_Страница_:
•••••

А как же Петр? Почему он в первое время не проявлял серьезного интереса к власти? Прежде всего, он был еще слишком молод. С. М. Соловьев пишет: «Семнадцатилетний Петр был еще неспособен к управлению государством, он еще доучивался, довоспитывал себя теми средствами, какие сам нашел и какие были по его характеру; у молодого царя на уме были потехи, великий человек объявился после., и тогда только в потехах юноши оказались семена великих дел». Именно в «потехах» мужал не только царь, но и будущий его аппарат. В Преображенском и Немецкой слободе проводились не только игры, но и решались многие важнейшие вопросы жизни государства конца столетия.
Рядом с Петром находились: генерал Патрик Гордон, знаток военного дела, устройства европейских армий, исполнительный и немногословный, верный и надежный; весельчак Франс Лефорт, всегда готовый организовать веселый бал и пир; Алексашка – Александр Данилович Меншиков, ловкий и услужливый, невежественный, безграмотный, но преданный, как пес, патрону. Он начал с мелких услуг, затем стал денщиком, получил титул князя, дошел до генералиссимуса, «полудержавного властелина». Среди приближенных были Федор Апраксин – будущий адмирал; Федор Головин – командир «потешных»; Гавриил Головкин – будущий канцлер; Федор Ромодановский – «князь-кесарь». Позже значительную роль играл Феофан Прокопович.
Особое место среди приближенных занимал Федор Юрьевич Ромодановский – «собою видом как монстра, нравом злой тиран, превеликий нежелатель добра никому, пьян по все дни», но по-собачьи преданный Петру. Он был главнокомандующим новой солдатской армии, король Пресбургский, Фридрих, начальник розыскного Преображенского приказа, облеченный обширными полицейскими полномочиями. В узком кругу его именовали «министром кнута и пыточного застенка».

•••••

_Обязательное задание A_: Перепишите из текста о Петре и его приближенных фрагмент от слов «А как же Петр?» до слов «государства конца столетия.» включительно.

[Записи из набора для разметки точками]
•••••

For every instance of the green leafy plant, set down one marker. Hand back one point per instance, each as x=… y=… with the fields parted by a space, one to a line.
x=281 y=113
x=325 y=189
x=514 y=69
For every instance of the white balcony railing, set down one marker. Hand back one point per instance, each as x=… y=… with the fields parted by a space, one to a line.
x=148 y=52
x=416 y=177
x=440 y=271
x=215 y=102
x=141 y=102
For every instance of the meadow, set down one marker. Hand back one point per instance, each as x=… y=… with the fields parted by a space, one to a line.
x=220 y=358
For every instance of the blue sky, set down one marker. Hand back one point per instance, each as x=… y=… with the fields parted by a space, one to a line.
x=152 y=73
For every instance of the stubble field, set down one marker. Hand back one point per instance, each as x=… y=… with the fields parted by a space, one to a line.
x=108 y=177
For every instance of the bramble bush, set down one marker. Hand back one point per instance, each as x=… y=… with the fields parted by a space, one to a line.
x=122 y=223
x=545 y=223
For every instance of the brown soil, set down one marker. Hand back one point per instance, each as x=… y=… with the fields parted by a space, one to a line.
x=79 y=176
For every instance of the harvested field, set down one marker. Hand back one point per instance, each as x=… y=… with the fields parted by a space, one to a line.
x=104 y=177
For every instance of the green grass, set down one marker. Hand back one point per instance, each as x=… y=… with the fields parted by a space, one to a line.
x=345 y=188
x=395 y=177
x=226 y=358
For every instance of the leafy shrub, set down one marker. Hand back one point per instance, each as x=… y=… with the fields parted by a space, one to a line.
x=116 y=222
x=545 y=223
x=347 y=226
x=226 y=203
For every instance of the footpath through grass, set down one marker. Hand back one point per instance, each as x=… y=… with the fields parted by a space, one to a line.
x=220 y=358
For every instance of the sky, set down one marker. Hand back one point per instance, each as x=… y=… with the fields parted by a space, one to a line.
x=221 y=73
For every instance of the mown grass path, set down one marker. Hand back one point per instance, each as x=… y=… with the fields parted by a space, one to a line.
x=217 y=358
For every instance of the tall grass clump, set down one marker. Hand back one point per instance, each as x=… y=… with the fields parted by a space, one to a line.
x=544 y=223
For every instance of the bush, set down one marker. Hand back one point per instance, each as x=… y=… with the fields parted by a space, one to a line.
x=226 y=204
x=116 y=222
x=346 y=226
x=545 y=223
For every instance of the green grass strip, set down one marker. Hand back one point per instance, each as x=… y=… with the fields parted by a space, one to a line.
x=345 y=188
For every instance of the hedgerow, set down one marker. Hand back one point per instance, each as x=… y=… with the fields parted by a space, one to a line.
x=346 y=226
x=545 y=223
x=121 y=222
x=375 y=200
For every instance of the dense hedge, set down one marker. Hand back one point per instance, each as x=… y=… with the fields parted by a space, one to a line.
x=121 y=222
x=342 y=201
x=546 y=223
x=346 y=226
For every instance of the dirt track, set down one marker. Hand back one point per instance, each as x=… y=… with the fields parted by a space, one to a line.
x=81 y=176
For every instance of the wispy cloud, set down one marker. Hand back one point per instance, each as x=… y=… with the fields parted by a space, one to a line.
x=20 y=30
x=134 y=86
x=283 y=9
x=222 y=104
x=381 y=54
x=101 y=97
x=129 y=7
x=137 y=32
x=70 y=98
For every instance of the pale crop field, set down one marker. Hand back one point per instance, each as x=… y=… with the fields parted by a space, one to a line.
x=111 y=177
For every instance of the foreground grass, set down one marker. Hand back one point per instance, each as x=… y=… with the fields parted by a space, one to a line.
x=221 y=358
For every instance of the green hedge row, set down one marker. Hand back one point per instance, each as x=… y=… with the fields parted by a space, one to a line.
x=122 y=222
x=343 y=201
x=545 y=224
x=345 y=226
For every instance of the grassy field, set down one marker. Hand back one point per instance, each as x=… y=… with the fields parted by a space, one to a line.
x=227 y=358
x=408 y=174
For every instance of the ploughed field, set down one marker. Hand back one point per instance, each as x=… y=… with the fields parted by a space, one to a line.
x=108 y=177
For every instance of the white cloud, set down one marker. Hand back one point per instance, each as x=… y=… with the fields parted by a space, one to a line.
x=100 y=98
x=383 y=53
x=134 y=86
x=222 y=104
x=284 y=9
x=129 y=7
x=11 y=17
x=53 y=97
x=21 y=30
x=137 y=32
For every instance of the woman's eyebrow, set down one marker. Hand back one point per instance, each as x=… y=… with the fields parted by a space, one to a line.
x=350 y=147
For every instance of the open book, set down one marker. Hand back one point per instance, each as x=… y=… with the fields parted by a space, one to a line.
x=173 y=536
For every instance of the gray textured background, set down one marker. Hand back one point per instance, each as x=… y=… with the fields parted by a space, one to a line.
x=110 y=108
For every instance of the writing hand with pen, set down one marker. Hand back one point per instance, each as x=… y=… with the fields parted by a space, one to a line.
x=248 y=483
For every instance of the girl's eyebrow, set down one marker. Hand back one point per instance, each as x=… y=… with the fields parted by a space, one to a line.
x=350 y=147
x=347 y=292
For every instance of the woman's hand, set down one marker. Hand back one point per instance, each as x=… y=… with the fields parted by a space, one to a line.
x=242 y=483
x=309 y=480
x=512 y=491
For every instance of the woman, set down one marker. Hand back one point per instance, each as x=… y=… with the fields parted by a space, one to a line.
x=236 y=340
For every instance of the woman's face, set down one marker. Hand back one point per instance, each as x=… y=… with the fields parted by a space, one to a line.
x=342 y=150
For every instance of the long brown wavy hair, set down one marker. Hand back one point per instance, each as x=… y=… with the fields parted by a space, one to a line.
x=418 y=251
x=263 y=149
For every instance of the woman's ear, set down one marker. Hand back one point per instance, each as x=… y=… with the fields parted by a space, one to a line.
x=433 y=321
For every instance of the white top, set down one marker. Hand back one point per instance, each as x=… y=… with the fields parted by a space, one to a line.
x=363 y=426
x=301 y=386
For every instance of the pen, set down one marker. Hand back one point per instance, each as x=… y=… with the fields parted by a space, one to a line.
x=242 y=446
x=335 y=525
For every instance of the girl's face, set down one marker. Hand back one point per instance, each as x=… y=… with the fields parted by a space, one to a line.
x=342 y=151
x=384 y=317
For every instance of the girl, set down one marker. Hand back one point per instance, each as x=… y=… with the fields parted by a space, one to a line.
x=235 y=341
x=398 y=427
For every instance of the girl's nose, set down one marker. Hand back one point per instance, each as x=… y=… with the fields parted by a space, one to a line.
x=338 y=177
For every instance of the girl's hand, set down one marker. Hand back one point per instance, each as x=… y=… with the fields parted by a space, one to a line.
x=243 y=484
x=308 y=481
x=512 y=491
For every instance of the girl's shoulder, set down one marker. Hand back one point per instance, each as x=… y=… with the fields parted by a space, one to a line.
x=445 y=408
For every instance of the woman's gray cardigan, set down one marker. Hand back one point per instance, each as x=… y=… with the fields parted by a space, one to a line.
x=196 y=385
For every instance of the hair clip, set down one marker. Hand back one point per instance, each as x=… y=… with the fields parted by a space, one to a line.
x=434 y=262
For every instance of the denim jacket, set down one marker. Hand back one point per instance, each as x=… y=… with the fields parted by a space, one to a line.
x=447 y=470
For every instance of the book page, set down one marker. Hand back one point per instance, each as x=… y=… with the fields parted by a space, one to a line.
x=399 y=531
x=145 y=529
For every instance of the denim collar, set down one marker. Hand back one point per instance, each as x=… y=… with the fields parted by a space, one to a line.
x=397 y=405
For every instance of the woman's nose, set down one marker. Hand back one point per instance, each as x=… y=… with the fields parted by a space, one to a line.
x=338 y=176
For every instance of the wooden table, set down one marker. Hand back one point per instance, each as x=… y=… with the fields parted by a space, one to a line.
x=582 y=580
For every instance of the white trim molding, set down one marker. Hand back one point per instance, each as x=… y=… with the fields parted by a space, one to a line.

•••••

_Обязательное задание B_: Оформите записи от строки, содержащей «For every instance of the green grass strip, set», до строки, содержащей «x=375 y=200», включительно как CSV с двумя столбцами «формулировка» и «ответ». Каждой формулировке должна соответствовать одна строка. Каждое значение заключите в кавычки как отдельное поле, а переносы строк замените пробелами.

_Полный ответ A_:
А как же Петр? Почему он в первое время не проявлял серьезного интереса к власти? Прежде всего, он был еще слишком молод. С. М. Соловьев пишет: «Семнадцатилетний Петр был еще неспособен к управлению государством, он еще доучивался, довоспитывал себя теми средствами, какие сам нашел и какие были по его характеру; у молодого царя на уме были потехи, великий человек объявился после., и тогда только в потехах юноши оказались семена великих дел». Именно в «потехах» мужал не только царь, но и будущий его аппарат. В Преображенском и Немецкой слободе проводились не только игры, но и решались многие важнейшие вопросы жизни государства конца столетия.

_Полный ответ B_:
формулировка,ответ
"For every instance of the green grass strip, set down one marker. Hand back one point per instance, each as x=… y=… with the fields parted by a space, one to a line.","x=345 y=188"
"For every instance of the hedgerow, set down one marker. Hand back one point per instance, each as x=… y=… with the fields parted by a space, one to a line.","x=346 y=226 x=545 y=223 x=121 y=222 x=375 y=200"